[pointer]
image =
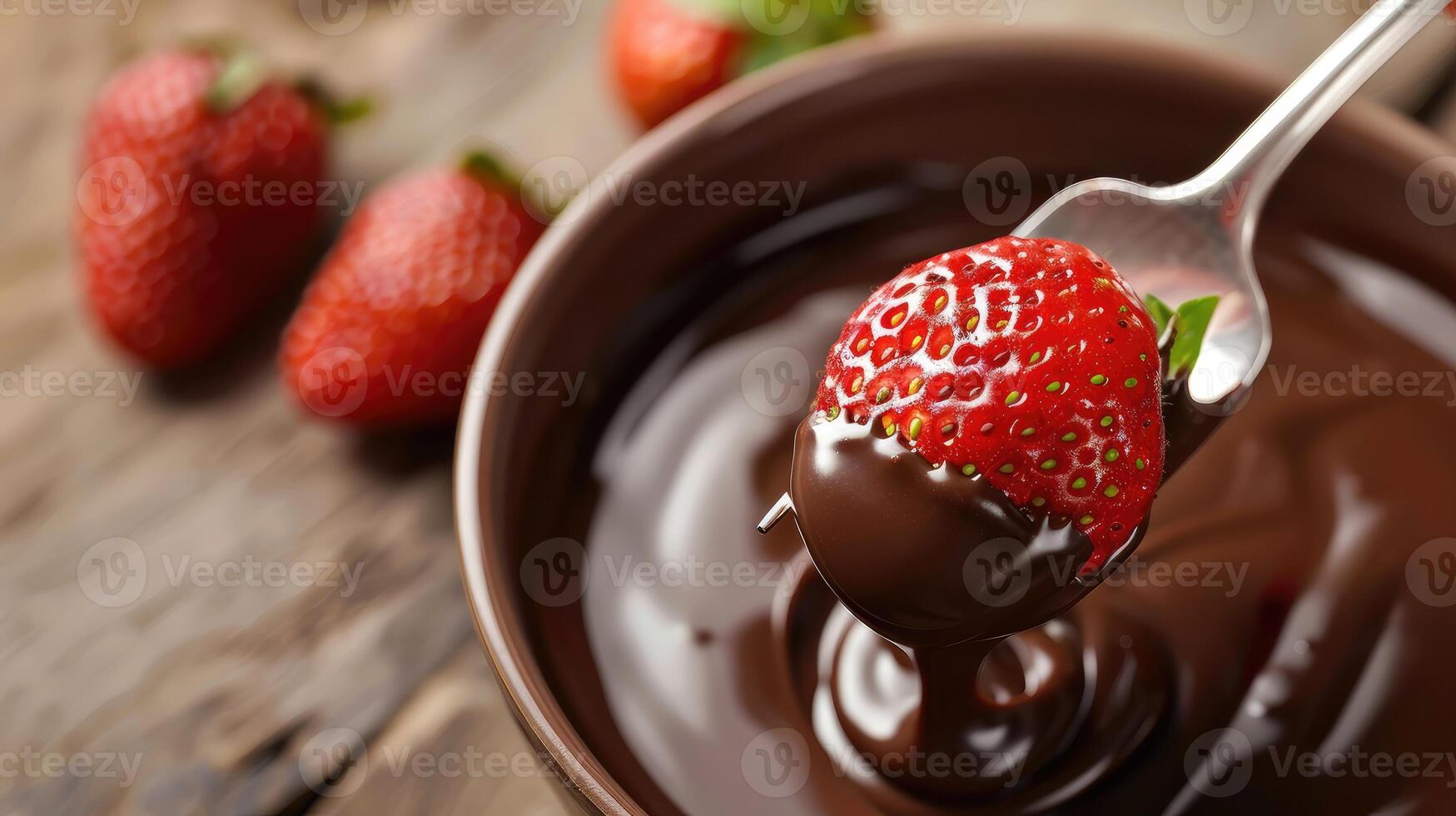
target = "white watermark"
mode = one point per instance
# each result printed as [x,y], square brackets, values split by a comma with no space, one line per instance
[558,571]
[116,192]
[31,382]
[32,764]
[783,17]
[549,186]
[336,17]
[335,382]
[122,11]
[1222,763]
[116,571]
[332,763]
[1364,382]
[1226,17]
[999,571]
• • • •
STATED EXERCISE => Render every row above as a two-column CSV headed "instruction" and "output", with one line per row holding its text and its answer, each in a single quoted field with line breaks replaced by spaces. Leave the pictures out.

ANSWER FOR THE TASK =>
instruction,output
"[pointer] image = target = ""white watermark"" mode = one point per instance # each result printed as [x,y], square brackets, values split by a comma with no space, one line per instance","[558,571] [116,192] [31,382] [32,764] [783,17] [549,186] [336,17] [335,382] [122,11] [1222,763] [116,571] [332,763] [1364,382] [1226,17] [999,571]"